**Task prompt**. Could you give each line of the listing below as a JSON list of strings, one string per line, with blank lines and the picture left out?

**Given data**.
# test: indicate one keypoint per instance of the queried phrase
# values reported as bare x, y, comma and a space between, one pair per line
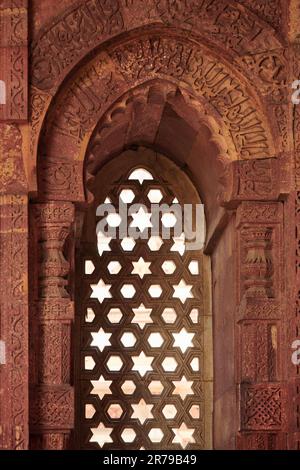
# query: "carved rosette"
52, 396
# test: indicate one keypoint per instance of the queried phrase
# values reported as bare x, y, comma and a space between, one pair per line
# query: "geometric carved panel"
261, 407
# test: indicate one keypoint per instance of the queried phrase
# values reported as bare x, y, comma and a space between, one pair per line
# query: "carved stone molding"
257, 263
53, 221
52, 314
52, 408
88, 24
261, 441
14, 321
256, 180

**Response below**.
[
  "# test: indicate one keypoint per instance of the queried phrase",
  "# values reported as bare x, y, comma and a space between, one pair per line",
  "# query: \"carved rosette\"",
  "52, 396",
  "# test: indicate one keypoint per instance of the queried phrase",
  "# values reported as bare x, y, comma and a space between, one pair per line",
  "# query: \"geometric carved panel\"",
  "261, 407",
  "# test: indicate one keypoint per instance of the queried phrase",
  "# values reported as bare x, y, comma and a space between, one pair per line",
  "# query: \"carved stone molding\"",
  "257, 263",
  "53, 221",
  "52, 314",
  "52, 408",
  "88, 24",
  "261, 441",
  "14, 321",
  "256, 180"
]